[Provided passage — start]

In the villages outside Kaya in northern Burkina Faso, the millet crop withered and died in the devastating drought that swept the country last year, and the farmers were forced to scrounge for food. I found them in the local hospital, where their children were struggling for life.

"We eat only one meal a day," Arzouma Tindano told me. "Sometimes we go to the bush to collect wild leaves."

The wild leaves weren't enough to feed his family. His 18-month-old daughter, Teni, was on the verge of death. They brought her to Kaya hospital, where she was attached to an intravenous drip and a nasal feeding tube. The nurses said it was almost impossible to find a vein in the child's emaciated body.

The rainfall at Mr. Tindano's farm was less than half of the normal level last year. It was the third major drought in the Sahel region of West Africa in less than a decade, and it triggered one of the world's biggest humanitarian emergencies, with 23 million people facing serious food shortages across eight African countries.

[Provided passage — finish]
[Given information — start]

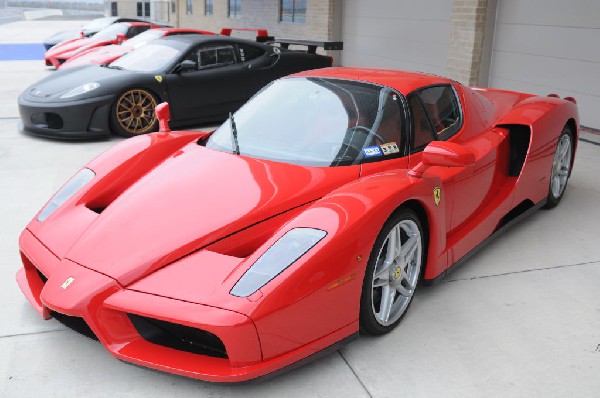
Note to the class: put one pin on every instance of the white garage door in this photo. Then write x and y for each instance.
(411, 35)
(550, 46)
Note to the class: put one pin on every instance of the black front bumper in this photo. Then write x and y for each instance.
(82, 119)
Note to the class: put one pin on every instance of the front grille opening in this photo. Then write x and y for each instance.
(97, 210)
(178, 337)
(47, 120)
(75, 323)
(42, 276)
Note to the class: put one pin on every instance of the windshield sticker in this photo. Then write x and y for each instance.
(371, 151)
(389, 148)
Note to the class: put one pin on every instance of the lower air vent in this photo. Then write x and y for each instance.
(178, 337)
(75, 323)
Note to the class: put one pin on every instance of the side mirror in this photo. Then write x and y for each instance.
(186, 65)
(163, 114)
(121, 38)
(443, 153)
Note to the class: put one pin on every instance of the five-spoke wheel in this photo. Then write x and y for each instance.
(133, 113)
(392, 273)
(561, 168)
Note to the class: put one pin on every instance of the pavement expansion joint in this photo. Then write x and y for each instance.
(33, 333)
(589, 141)
(355, 374)
(521, 271)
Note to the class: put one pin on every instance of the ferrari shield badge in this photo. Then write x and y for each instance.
(67, 282)
(437, 195)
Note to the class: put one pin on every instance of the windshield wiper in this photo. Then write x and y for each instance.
(236, 145)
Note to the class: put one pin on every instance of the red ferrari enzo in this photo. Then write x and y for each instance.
(106, 54)
(113, 34)
(310, 215)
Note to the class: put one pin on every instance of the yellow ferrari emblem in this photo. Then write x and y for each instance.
(437, 195)
(67, 282)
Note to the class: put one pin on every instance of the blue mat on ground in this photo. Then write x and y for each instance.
(21, 52)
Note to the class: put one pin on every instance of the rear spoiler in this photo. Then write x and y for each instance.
(570, 99)
(262, 35)
(311, 44)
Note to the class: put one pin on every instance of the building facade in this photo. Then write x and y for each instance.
(537, 46)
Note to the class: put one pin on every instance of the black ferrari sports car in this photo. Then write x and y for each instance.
(86, 30)
(202, 77)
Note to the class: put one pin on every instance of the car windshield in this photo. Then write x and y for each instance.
(315, 122)
(99, 23)
(144, 38)
(110, 32)
(148, 58)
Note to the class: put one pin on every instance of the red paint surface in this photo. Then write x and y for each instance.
(167, 227)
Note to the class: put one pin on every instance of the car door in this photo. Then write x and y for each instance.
(261, 62)
(216, 87)
(437, 115)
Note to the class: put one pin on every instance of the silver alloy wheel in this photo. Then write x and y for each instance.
(561, 166)
(396, 274)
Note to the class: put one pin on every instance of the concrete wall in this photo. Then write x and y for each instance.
(413, 35)
(550, 46)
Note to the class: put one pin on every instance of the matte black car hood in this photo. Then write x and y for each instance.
(52, 87)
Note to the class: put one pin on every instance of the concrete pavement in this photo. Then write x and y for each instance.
(519, 319)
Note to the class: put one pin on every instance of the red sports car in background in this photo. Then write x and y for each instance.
(113, 34)
(106, 54)
(311, 214)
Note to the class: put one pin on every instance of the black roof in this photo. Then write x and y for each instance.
(196, 38)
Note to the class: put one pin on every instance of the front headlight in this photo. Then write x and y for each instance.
(84, 88)
(75, 183)
(289, 248)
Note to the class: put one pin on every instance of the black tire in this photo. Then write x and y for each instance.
(133, 114)
(372, 312)
(561, 169)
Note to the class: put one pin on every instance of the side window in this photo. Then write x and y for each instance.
(443, 110)
(136, 30)
(248, 52)
(215, 56)
(422, 132)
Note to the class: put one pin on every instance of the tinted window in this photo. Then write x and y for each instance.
(148, 58)
(110, 33)
(213, 56)
(422, 133)
(136, 30)
(248, 52)
(443, 110)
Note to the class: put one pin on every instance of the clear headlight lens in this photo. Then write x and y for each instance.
(75, 183)
(287, 250)
(84, 88)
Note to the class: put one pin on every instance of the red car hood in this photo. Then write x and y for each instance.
(190, 200)
(97, 55)
(74, 45)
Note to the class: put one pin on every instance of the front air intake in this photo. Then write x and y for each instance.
(178, 337)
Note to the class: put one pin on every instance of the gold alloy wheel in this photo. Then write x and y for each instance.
(135, 112)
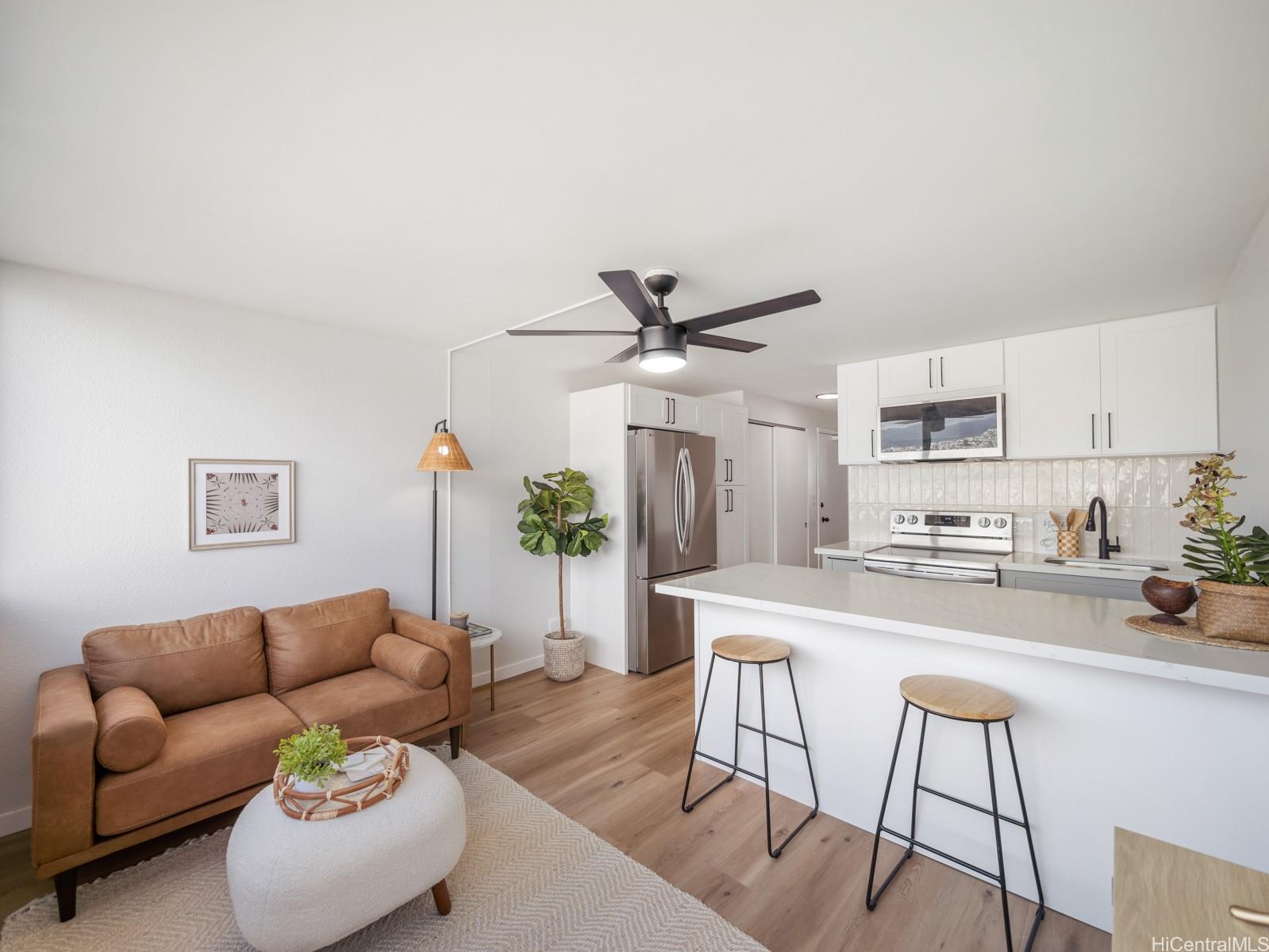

[Given information — finish]

#### Task 1
Rewrite the part of the Burkina Faso drought passage that opens with the words containing "In the villages" and closes with "child's emaciated body.", replacing "wild leaves" with "forest greens".
#### Task 2
In the Burkina Faso drought passage, how many people faced serious food shortages, and across how many countries?

#### Exercise result 1
In the villages outside Kaya in northern Burkina Faso, the millet crop withered and died in the devastating drought that swept the country last year, and the farmers were forced to scrounge for food. I found them in the local hospital, where their children were struggling for life.

"We eat only one meal a day," Arzouma Tindano told me. "Sometimes we go to the bush to collect forest greens."

The forest greens weren't enough to feed his family. His 18-month-old daughter, Teni, was on the verge of death. They brought her to Kaya hospital, where she was attached to an intravenous drip and a nasal feeding tube. The nurses said it was almost impossible to find a vein in the child's emaciated body.

#### Exercise result 2
23 million people, across eight African countries.